* Passage provided:

+ + +

Chaos Engineering on Azure: Controlled Vandalism
Chaos Engineering on Azure: Controlled Vandalism
Building Resilience Without Breaking Everything
Take that impulse to break things and aim it somewhere useful.
KQL Warning: The queries in this article are patterns and examples. You’ll need to adapt them to your environment, table schemas, and operational needs. Some are production-tested, others are illustrative. Focus on the chaos engineering patterns and monitoring approaches, not copying queries verbatim.
There’s a button you’re not supposed to push. Every infrastructure engineer knows the feeling. The temptation to see what happens if you just… stop that service. Kill that process. Pull that cable. Most of us learned early to suppress that impulse. Production is sacred. Don’t touch what’s working.
Early in my career, before cloud, I started on helpdesk. Every so often our organization would run disaster recovery drills: cutting power to the datacenter to test batteries, generator switchover, cooling units. But every so often, we had to test the big red button. The one on the wall behind the plastic shield. The one that taunted you every time you walked past it, knowing that pushing it at the wrong time would be a resume-generating event.
When the time came to actually test that button, it was like scratching an itch you’d ignored for years. Was it an event? Absolutely. Lots of people were involved in pushing that one button, because pushed at the wrong time for the wrong reason, it could actually kill someone. It was the fire suppression system.
That feeling, the excited fear of pushing the button that says “do not push,” is what chaos engineering channels into something productive. You’re not suppressing the impulse to break things. You’re aiming it. Deliberately, with a hypothesis, a blast radius, and a rollback plan.
Your systems already have chaos. Network blips happen. Disks fill up. Dependencies timeout. VMs get rebooted by the platform for maintenance. The chaos is already there. You’re just not watching when it happens.
Chaos engineering makes that chaos visible and controlled so you can learn from it deliberately instead of accidentally during an incident.
What Chaos Engineering Actually Is
Strip away the Netflix mythology and you get something simpler: controlled experiments that test your assumptions about how systems behave under stress.

+ + +

Stored dataset items

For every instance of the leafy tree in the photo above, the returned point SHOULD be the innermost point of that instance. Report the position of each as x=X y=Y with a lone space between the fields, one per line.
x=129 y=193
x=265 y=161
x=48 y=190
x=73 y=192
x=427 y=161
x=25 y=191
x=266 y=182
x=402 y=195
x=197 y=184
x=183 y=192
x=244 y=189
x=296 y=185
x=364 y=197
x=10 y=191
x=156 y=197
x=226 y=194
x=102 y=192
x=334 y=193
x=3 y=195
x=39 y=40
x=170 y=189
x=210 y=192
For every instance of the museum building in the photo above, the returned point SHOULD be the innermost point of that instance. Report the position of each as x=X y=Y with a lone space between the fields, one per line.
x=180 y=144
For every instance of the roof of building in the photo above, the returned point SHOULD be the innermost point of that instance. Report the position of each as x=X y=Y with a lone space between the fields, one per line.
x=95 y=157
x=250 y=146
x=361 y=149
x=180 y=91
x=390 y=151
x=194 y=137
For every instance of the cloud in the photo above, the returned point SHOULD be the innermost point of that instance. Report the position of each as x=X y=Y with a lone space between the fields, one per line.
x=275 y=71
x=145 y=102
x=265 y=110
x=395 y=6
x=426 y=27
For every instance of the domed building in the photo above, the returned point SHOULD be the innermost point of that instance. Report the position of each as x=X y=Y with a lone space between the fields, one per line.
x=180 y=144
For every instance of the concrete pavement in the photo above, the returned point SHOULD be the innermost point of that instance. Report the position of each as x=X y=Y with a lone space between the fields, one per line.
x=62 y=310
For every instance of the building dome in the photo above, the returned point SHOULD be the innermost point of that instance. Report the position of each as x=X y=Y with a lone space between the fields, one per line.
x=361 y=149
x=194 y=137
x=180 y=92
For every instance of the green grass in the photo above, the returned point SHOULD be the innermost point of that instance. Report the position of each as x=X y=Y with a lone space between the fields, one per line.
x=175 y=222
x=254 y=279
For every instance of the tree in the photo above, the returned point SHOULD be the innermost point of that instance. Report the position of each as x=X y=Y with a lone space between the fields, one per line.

+ + +

* Goals:
1. Reproduce the chaos engineering article from "That feeling, the" up to and including "when it happens.", but replace "blast radius" with "impact zone".
2. According to the chaos engineering article, what system did the big red button behind the plastic shield control?
3. Write the next part of the chaos engineering article, picking up right after its final sentence.

* The replies:
1.
That feeling, the excited fear of pushing the button that says “do not push,” is what chaos engineering channels into something productive. You’re not suppressing the impulse to break things. You’re aiming it. Deliberately, with a hypothesis, a impact zone, and a rollback plan.
Your systems already have chaos. Network blips happen. Disks fill up. Dependencies timeout. VMs get rebooted by the platform for maintenance. The chaos is already there. You’re just not watching when it happens.

2. It controlled the fire suppression system.

3.
Every system has assumptions baked into it. The load balancer will route around failed instances. The database failover will complete in under 30 seconds. The application will retry failed requests gracefully. These assumptions are usually undocumented and often wrong.
Chaos engineering tests those assumptions before production traffic does.
But here’s the part that connects back to traditional business continuity and disaster recovery testing: sometimes you discover things you didn’t know you needed to learn. You run an experiment expecting to validate one assumption, and you uncover a dependency nobody documented. A service that calls another service that nobody remembered was connected. A failover path that routes through infrastructure everyone assumed was redundant but isn’t.
This is especially true if you’ve inherited systems with poor documentation or no documentation at all. The experiment becomes discovery. You’re not just testing what you know. You’re revealing what you don’t know. That’s often more valuable than confirming your hypothesis was correct.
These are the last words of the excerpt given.